Instructions for the task → Set the following entries down again exactly, line by line.

Data records →

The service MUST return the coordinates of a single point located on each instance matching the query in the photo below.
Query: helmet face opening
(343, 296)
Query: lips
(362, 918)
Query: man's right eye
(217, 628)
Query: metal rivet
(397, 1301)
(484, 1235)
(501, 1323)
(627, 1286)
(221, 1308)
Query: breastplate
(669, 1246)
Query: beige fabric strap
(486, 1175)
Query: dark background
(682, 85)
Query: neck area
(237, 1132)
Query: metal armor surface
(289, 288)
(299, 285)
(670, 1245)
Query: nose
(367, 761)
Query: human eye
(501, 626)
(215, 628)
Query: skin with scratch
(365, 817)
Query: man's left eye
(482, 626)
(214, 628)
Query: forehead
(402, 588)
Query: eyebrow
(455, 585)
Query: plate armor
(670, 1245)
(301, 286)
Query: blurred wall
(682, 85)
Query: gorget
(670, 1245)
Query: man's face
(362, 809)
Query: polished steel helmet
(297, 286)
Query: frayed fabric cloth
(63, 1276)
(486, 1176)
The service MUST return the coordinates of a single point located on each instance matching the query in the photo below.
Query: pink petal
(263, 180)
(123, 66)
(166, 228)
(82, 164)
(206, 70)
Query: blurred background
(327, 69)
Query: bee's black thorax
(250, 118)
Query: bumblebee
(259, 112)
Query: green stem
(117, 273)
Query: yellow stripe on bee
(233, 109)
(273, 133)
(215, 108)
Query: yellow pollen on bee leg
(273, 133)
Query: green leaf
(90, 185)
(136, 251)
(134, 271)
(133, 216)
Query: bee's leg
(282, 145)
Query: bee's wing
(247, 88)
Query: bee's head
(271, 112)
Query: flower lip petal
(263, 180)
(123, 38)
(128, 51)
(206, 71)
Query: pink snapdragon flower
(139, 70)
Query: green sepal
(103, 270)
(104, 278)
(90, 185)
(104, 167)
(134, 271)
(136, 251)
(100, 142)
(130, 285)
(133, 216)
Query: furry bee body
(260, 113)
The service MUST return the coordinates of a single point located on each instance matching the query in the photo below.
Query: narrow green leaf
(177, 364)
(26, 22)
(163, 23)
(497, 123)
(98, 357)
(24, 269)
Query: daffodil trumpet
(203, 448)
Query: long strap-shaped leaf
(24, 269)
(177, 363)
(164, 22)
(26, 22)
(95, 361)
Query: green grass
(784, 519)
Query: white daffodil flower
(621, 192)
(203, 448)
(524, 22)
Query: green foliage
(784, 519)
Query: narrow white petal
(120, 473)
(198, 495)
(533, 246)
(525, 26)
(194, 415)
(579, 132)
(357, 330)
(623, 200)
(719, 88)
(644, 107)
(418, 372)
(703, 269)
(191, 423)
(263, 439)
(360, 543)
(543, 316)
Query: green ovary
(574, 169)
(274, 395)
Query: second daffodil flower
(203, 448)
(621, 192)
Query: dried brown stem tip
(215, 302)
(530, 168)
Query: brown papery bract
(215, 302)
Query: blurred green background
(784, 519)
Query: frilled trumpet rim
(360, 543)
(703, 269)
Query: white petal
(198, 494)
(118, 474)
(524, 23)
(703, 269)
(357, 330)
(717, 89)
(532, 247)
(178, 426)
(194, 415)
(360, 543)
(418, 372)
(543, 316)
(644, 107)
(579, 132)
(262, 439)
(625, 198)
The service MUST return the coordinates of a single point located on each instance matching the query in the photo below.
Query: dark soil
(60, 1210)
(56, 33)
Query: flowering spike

Response for this exercise →
The service MUST return the coordinates of a single point located on each instance matching the query in the photo below.
Query: helmet face opening
(343, 296)
Query: lips
(362, 918)
Query: man's right eye
(217, 628)
Query: metal rivet
(397, 1301)
(484, 1235)
(501, 1323)
(627, 1286)
(221, 1308)
Query: breastplate
(669, 1246)
Query: beige fabric strap
(486, 1175)
Query: dark background
(682, 85)
Query: neck area
(237, 1132)
Query: metal armor surface
(289, 288)
(299, 285)
(670, 1245)
Query: nose
(367, 761)
Query: human eye
(501, 626)
(215, 628)
Query: skin with scratch
(365, 817)
Query: man's left eye
(482, 626)
(214, 628)
Query: forehead
(402, 588)
Query: eyebrow
(455, 585)
Query: plate armor
(670, 1245)
(301, 286)
Query: blurred wall
(682, 85)
Query: gorget
(670, 1245)
Query: man's face
(362, 809)
Query: polished steel helmet
(297, 286)
Query: frayed fabric cloth
(63, 1276)
(486, 1176)
The service MUST return the coordinates of a single point located on each instance matching the query in the photo below.
Query: pink petal
(263, 180)
(123, 66)
(166, 228)
(82, 164)
(206, 70)
Query: blurred background
(327, 69)
Query: bee's black thorax
(250, 118)
Query: bumblebee
(259, 112)
Query: green stem
(117, 273)
Query: yellow stripe on bee
(233, 109)
(273, 133)
(215, 108)
Query: yellow pollen on bee leg
(273, 133)
Query: green leaf
(90, 185)
(136, 251)
(134, 271)
(133, 216)
Query: bee's leg
(282, 145)
Query: bee's wing
(247, 88)
Query: bee's head
(271, 112)
Query: flower lip petal
(263, 180)
(123, 38)
(128, 51)
(206, 71)
Query: pink snapdragon flower
(139, 70)
Query: green sepal
(103, 270)
(104, 278)
(90, 185)
(104, 167)
(134, 271)
(136, 251)
(100, 142)
(130, 285)
(133, 216)
Query: furry bee body
(260, 113)
The service MUST return the coordinates of a single point located on each instance matching the query in the photo below.
Query: narrow green leaf
(177, 364)
(26, 22)
(163, 23)
(497, 123)
(98, 357)
(24, 269)
Query: daffodil trumpet
(203, 448)
Query: long strap-shaped leaf
(24, 269)
(177, 363)
(164, 22)
(26, 22)
(95, 361)
Query: green grass
(784, 519)
Query: white daffodil flower
(621, 192)
(203, 448)
(524, 22)
Query: green foliage
(784, 519)
Query: narrow white petal
(120, 473)
(198, 495)
(533, 246)
(525, 26)
(194, 415)
(579, 132)
(357, 330)
(623, 200)
(719, 88)
(644, 107)
(418, 372)
(703, 269)
(191, 423)
(263, 439)
(360, 543)
(543, 316)
Query: green ovary
(574, 169)
(274, 395)
Query: second daffodil flower
(203, 448)
(621, 192)
Query: dried brown stem tip
(215, 302)
(530, 168)
Query: brown papery bract
(215, 302)
Query: blurred green background
(784, 519)
Query: frilled trumpet rim
(360, 543)
(703, 269)
Query: white petal
(198, 494)
(118, 474)
(524, 23)
(703, 269)
(357, 330)
(717, 89)
(532, 247)
(178, 426)
(194, 415)
(360, 543)
(418, 372)
(543, 316)
(644, 107)
(579, 132)
(262, 439)
(625, 198)
The service MUST return the coordinates of a single point located on each instance matching the query in the photo below.
Query: dark soil
(60, 1210)
(56, 33)
Query: flowering spike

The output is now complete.